------ ESTRATTO DEL TESTO

L’utilitarismo digitale
6 min readVerso la fine del film Io, Robot (regia di Alex Proyas, Stati Uniti, 2004), i robot intimano agli esseri umani di non uscire più di casa, assumendo il controllo totale della città. Indignati, gli esseri umani tentano di opporre resistenza, ma i robot con la violenza li costringono nuovamente a rientrare nelle loro case. Chi si rifiuta viene freddato sul posto.
Spooner, l’eroe del film, penetra nella sede della U.S. Robotics, che fornisce tutta l’America di robot domestici. Qui fa una scoperta orribile: il colpevole di quella situazione non è, come si era creduto fino a quel momento, Robertson, l’amministratore delegato dell’azienda, ma Viki, il sistema software che fornisce ordini ai robot domestici.

------------
------ MATERIALE FORNITO

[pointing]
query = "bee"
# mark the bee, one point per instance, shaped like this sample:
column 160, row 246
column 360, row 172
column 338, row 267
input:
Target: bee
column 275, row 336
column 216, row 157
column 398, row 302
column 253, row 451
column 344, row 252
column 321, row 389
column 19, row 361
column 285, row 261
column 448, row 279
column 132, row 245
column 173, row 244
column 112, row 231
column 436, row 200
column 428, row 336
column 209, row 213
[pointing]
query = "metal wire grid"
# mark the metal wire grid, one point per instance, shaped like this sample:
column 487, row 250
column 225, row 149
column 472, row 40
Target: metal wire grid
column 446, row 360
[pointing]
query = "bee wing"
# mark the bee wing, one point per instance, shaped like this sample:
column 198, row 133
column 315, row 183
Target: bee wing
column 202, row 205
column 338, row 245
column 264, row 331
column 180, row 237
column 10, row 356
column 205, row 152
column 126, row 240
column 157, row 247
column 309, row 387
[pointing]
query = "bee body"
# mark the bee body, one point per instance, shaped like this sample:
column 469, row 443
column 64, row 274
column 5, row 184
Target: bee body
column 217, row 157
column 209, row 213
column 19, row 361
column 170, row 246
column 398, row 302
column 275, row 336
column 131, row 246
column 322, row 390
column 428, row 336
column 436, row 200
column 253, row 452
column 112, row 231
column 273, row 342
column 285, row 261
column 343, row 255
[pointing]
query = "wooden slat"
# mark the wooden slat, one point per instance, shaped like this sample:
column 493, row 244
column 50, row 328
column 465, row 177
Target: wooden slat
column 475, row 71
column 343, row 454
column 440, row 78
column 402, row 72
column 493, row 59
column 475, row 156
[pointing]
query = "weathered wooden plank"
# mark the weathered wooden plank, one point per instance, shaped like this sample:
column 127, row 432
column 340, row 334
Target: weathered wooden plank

------------

* CONSEGNA
Ricopia parola per parola l'intero brano sull'utilitarismo digitale, senza alcuna modifica.

* ESERCIZIO SVOLTO
L’utilitarismo digitale
6 min readVerso la fine del film Io, Robot (regia di Alex Proyas, Stati Uniti, 2004), i robot intimano agli esseri umani di non uscire più di casa, assumendo il controllo totale della città. Indignati, gli esseri umani tentano di opporre resistenza, ma i robot con la violenza li costringono nuovamente a rientrare nelle loro case. Chi si rifiuta viene freddato sul posto.
Spooner, l’eroe del film, penetra nella sede della U.S. Robotics, che fornisce tutta l’America di robot domestici. Qui fa una scoperta orribile: il colpevole di quella situazione non è, come si era creduto fino a quel momento, Robertson, l’amministratore delegato dell’azienda, ma Viki, il sistema software che fornisce ordini ai robot domestici.